== WHAT YOU ARE ASKED TO DO ==
Put every line of the data below into a Markdown table, omitting blank lines, with one column titled "Row" for the row number and one titled "Data line" for the line itself.

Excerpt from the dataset

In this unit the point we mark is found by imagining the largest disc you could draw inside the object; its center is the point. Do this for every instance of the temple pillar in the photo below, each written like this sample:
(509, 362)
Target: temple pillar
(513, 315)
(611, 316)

== EXERCISE ANSWER ==
| Row | Data line |
|---|---|
| 1 | In this unit the point we mark is found by imagining the largest disc you could draw inside the object; its center is the point. Do this for every instance of the temple pillar in the photo below, each written like this sample: |
| 2 | (509, 362) |
| 3 | Target: temple pillar |
| 4 | (513, 315) |
| 5 | (611, 316) |